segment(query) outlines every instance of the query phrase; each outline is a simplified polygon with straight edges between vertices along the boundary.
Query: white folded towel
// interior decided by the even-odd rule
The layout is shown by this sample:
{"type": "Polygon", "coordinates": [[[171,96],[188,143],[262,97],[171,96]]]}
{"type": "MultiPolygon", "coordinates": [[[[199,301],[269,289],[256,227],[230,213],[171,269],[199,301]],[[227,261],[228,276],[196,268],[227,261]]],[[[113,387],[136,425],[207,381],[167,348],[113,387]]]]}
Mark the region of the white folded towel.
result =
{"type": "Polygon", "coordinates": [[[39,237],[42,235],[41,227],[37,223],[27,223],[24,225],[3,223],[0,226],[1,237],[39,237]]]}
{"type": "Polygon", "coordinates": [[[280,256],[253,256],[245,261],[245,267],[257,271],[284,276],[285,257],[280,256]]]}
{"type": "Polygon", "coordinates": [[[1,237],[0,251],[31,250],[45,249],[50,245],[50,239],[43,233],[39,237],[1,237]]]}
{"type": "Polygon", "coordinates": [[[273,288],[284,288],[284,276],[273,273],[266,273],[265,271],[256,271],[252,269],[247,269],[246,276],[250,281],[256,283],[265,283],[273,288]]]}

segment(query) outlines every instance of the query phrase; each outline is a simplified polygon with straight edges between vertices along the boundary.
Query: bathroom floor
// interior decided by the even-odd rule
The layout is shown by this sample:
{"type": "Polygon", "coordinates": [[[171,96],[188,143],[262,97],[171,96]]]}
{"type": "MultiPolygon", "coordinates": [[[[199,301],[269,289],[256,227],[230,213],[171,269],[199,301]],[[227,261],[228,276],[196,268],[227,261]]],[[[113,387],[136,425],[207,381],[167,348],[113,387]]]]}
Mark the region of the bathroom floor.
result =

WRITTEN INSTRUCTION:
Reproduce all of the rows above with "white folded towel" swapped for "gray hand towel" and everything else left unchanged.

ANSWER TO THE PROBLEM:
segment(query) outlines every instance of the query phrase; each outline is a simplified polygon with straight edges between vertices along the boundary.
Query: gray hand towel
// interior decided by the even-odd rule
The layout is shown by this sample:
{"type": "Polygon", "coordinates": [[[171,96],[188,143],[262,97],[171,96]]]}
{"type": "MultiPolygon", "coordinates": [[[[199,301],[269,289],[256,227],[230,213],[171,269],[199,301]],[[227,261],[228,276],[196,268],[227,261]]],[[[113,387],[136,425],[207,381],[167,348],[113,387]]]]}
Mark the region of the gray hand towel.
result =
{"type": "Polygon", "coordinates": [[[39,237],[42,235],[41,227],[37,223],[27,223],[24,225],[3,223],[0,226],[1,237],[39,237]]]}
{"type": "Polygon", "coordinates": [[[280,256],[253,256],[245,261],[245,267],[257,271],[284,276],[285,257],[280,256]]]}
{"type": "Polygon", "coordinates": [[[1,237],[0,251],[31,250],[45,249],[50,245],[50,239],[43,233],[39,237],[1,237]]]}
{"type": "Polygon", "coordinates": [[[273,288],[284,288],[284,276],[273,273],[266,273],[265,271],[256,271],[252,269],[247,269],[246,276],[250,281],[256,283],[265,283],[273,288]]]}

segment(query) outlines every instance of the query phrase; each outline is a simplified polygon with straight edges between vertices along the boundary.
Query: bathroom floor
// interior decided by the even-odd rule
The layout is shown by this sample:
{"type": "Polygon", "coordinates": [[[171,96],[188,143],[262,97],[171,96]]]}
{"type": "MultiPolygon", "coordinates": [[[[199,301],[269,289],[256,227],[230,213],[171,269],[199,301]],[[227,261],[228,276],[196,268],[227,261]]],[[[113,387],[136,425],[207,381],[167,348],[113,387]]]]}
Mark the region of the bathroom floor.
result =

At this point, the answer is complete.